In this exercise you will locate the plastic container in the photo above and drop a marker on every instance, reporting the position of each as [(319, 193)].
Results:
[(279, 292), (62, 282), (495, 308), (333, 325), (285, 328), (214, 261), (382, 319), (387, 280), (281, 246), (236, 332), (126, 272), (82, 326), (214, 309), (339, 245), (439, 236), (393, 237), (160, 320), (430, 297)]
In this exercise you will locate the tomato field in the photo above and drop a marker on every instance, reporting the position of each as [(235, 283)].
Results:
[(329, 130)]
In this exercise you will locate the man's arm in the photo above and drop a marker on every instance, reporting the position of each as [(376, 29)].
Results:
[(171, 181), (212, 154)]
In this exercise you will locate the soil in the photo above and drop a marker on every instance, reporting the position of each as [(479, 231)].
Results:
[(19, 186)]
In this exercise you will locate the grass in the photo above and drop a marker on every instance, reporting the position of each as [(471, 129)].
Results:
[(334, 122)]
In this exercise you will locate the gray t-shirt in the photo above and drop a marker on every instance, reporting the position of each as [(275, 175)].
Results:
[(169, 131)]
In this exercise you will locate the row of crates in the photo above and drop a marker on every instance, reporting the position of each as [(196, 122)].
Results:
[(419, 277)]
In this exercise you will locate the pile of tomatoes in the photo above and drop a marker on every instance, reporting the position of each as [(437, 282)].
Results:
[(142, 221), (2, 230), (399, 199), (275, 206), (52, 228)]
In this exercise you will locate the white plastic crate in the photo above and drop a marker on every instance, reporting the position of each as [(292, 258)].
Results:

How to complete this task: For the material, find the number of lines holding the word "plastic" and give that figure and nothing more.

Expected answer: 2